Monday, November 26, 2012

Opposing Big Brother by working together


I wrote an article last year in which I urged activists from the Tea Party on the right, and Occupy Wall Street on the left, to work together.  I said, among other things:

I may not see eye-to-eye with the political views of many on the Left, but I think I'd have far more in common with a left-wing Tea Party equivalent than I'd have with either the Democratic Party or the Republican Party. For a start, there's so much we'd agree on! Just think about it:

  • Fed up with bloated, inefficient government programs? Check.
  • Fed up with the banksters and their predatory, thieving, dishonest ways? Check.
  • Fed up with the War On (Some) Drugs and the erosion of our civil liberties that's followed in its wake? Check.
  • Fed up with corruption, whether in politics, or big business, or big labor? Check.
  • Fed up with Big Brother, as evidenced by the TSA and all the other alphabet-soup agencies? Check.

Serious, thoughtful people on both the Left and the Right agree on all those things! I see the OWS protesters inveigling against them, and I hear the Tea Party saying almost exactly the same things! Why aren't they talking to each other?

I can see a really useful, practical alliance in US politics between pragmatic people on the Left and the Right. We don't have to agree on the solutions. We only have to agree on two points if we're to work together:

  1. The present problems of our country have been caused by doing things the same old way, for far too long.
  2. The only way to fix those problems is to get rid of every politician who continues to do things the same old way, and replace them with those who'll be more responsible to and representative of those who elect them.

Given those two points of agreement, much becomes possible.

There's more at the link.

Earlier this year, both left-wing and right-wing activists worked together to defeat a tax-and-spend initiative in Atlanta that was heavily backed by a well-funded political-incumbent alliance.  The Christian Science Monitor reported in August:

It was the Davids versus the Goliaths. On one side of a $7.2 billion referendum aimed at unsnarling Atlanta’s traffic stood the two most powerful men in Georgia, and an unlikely pair to boot: Gov. Nathan Deal, a Republican, and Atlanta Mayor Kasim Reed, a Democrat.

On the other side stood the little guys: Debbie Dooley of the Atlanta Tea Party Patriots and Colleen Kiernan from the Georgia chapter of the Sierra Club. Despite seemingly dueling ideologies, they found common cause to lobby against a 1-cent-on-the-dollar tax to pay for 157 traffic-friendly projects in the metro area over 10 years.

Also on that side was local NAACP president John Evans – another unlikely partner, especially for the tea party, which some critics have seen as anti-minority and anti-immigrant.

The establishment bipartisans had a reported $8 million on hand to sell the transit package. The tea party alliance has been quoted as having $15,000, but tea party member Julianne Thompson, reached by the Monitor Wednesday, laughed that off. “We had maybe a few hundred dollars,” she says.

On Tuesday, the “Sierra Tea” nexus claimed giant-killer status: Voters shot the Transportation Investment Act down, yelling “no” by a margin of 63 percent – despite warnings from supporters of imminent urban decline and worsening traffic woes. About 670,000 metro Atlantans voted.

_ _ _ _ _

** ACTIONS TO TAKE **
**a.** In the post about left-right cooperation, swap "Transportation Investment Act" for "Regional Transit Levy" and write out the passage between "The establishment bipartisans" and "metro Atlantans voted.", inclusive.
**b.** Carry on the post about left-right cooperation from its final sentence.

_ _ _ _ _

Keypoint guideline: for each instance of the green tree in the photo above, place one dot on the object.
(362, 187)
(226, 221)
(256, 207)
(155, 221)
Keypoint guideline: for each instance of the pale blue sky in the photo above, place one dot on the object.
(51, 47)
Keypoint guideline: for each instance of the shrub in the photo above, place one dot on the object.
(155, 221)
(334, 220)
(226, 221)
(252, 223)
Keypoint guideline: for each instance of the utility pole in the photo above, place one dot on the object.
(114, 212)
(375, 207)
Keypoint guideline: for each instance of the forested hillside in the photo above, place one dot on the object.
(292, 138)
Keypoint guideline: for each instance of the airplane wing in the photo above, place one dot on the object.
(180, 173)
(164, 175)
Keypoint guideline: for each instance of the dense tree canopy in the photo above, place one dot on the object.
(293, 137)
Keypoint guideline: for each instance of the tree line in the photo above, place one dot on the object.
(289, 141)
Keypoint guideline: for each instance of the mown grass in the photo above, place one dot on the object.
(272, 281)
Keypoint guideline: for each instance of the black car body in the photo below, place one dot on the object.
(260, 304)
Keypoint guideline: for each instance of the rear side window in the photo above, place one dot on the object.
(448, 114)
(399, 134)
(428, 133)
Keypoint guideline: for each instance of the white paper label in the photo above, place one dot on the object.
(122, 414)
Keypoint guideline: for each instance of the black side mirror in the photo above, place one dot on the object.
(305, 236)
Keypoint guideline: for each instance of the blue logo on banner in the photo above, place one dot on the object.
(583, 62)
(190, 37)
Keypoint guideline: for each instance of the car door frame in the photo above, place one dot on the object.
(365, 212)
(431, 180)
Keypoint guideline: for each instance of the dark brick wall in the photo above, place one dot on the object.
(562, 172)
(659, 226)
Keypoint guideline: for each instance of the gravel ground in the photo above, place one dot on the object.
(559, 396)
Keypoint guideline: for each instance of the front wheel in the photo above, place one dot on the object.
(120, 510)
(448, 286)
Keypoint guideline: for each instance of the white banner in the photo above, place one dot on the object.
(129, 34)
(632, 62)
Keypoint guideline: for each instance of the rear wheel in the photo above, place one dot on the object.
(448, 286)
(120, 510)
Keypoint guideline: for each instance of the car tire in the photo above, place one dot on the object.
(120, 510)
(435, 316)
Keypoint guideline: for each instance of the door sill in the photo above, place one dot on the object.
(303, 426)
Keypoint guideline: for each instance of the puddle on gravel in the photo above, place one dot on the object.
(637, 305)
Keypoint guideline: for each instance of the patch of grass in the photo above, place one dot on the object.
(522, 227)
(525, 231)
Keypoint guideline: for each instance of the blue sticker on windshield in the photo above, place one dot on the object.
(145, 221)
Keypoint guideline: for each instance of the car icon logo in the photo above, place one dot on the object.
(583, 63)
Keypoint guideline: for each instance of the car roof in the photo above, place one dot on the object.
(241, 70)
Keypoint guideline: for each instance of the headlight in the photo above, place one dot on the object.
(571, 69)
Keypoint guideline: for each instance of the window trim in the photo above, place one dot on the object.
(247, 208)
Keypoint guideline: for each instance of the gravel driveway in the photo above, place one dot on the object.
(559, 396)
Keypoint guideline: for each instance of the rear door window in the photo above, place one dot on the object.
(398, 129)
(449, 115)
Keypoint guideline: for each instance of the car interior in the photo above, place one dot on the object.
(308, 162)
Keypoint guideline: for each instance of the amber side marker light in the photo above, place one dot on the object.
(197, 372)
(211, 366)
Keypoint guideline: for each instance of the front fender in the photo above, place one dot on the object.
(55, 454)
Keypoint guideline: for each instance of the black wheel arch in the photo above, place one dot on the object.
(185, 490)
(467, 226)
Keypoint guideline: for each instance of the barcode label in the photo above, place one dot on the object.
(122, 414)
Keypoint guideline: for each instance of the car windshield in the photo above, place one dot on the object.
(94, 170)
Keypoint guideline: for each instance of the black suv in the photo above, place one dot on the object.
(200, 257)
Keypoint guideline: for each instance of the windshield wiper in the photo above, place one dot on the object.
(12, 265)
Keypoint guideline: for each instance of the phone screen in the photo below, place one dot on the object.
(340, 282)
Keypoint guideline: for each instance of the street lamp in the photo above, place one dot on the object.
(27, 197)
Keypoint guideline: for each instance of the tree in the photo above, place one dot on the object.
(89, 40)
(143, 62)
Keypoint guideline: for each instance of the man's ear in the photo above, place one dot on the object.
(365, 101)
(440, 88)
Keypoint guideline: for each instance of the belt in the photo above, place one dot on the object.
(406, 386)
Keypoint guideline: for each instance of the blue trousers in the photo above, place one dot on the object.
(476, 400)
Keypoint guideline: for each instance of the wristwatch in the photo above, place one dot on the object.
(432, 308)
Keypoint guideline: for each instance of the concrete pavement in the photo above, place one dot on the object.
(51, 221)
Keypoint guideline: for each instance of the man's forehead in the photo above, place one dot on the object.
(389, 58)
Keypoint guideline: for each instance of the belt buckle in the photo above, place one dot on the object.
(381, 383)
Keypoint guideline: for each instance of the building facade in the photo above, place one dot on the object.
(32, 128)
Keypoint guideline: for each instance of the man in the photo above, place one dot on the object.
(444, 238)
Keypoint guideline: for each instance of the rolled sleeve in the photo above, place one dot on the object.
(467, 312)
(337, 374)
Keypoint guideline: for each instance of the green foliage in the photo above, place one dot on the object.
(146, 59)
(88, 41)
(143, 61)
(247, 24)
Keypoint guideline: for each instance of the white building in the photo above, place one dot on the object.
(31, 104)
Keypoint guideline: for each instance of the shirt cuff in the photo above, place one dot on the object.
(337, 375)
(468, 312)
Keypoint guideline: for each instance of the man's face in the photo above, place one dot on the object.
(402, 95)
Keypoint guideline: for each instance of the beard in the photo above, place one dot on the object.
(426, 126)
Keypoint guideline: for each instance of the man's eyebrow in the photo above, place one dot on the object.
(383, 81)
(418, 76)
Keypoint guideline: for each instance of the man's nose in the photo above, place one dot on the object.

_ _ _ _ _

** RESULTS **
**a.**
The establishment bipartisans had a reported $8 million on hand to sell the transit package. The tea party alliance has been quoted as having $15,000, but tea party member Julianne Thompson, reached by the Monitor Wednesday, laughed that off. “We had maybe a few hundred dollars,” she says.

On Tuesday, the “Sierra Tea” nexus claimed giant-killer status: Voters shot the Regional Transit Levy down, yelling “no” by a margin of 63 percent – despite warnings from supporters of imminent urban decline and worsening traffic woes. About 670,000 metro Atlantans voted.

**b.**
. . .

Well before the vote, tea party activists, Sierra Club officials, and the NAACP agreed to not just say no to the transit tax, but start building a “Plan B.” They even held joint press conferences ahead of Tuesday. The proponents of the plan reportedly were caught flat-footed when urban blacks and environmentalists, which should have been their natural partners, coalesced against the project.

Again, more at the link.

I think many on both the Left and the Right are extremely unhappy with what's going on in Washington at present, and equally unhappy at the thought of what a second four years for the Obama administration will bring.  We may be unhappy for different reasons, and want different outcomes;  but is that any reason not to work together to block 'big government' initiatives that we both oppose, even if for different reasons?

We can accomplish a great deal by working together wherever possible, and letting the cards fall where they may for future elections.  If we don't do that, we're all going to suffer.  I think, instead of feeling depressed at the prospect of four more years of institutionalized incompetence in the White House, we need to focus on opposing such incompetence at our local and regional levels, so that we can rebuild Washington from a stronger (and saner) foundation when the time comes.

Peter

4 comments:

Billll said...

The left hates the government because they don't do enough. The right hates the government because they do to much. A 1% tax doesn't sound like much but when it raises the tax paid by city residents from 7 to 8% or in this case moves monies from water and sewer to MARTA, it directly affects the city residents.

Denver is doing something similar. We had a 2% tax to buy a new football stadium for the richest man in Canada, who happens to own the Broncos. When the stadium was paid off, the plan became to move the revenues to funding for our municipal toy train set rather than abolishing the tax. I believe they got away with it.

Dirk said...

The problem with such coalitions is that they tend to work for a single issue...but try to get them to continue working for longer than that, and you start having each group trying to set a different agenda. Even if the stated purpose is to beat down big government, you will inevitably start having one group or another start bringing in social issues of some type.

I'd support any group that stated, up front, that social issues are just not that important when the financial situation is what's causing trouble, and about to cause disaster if left unresolved.

We need to get the finances in order before we can focus on social issues...which, for the most part, should not be the business of government in the first place!

Tim D said...

Too bad they couldn't do something about the poison pill in the bill. It raises the fund matching requirements to 30% for road projects for areas that didn't agree to the T-SPLOST until they "vote-right".

Anonymous said...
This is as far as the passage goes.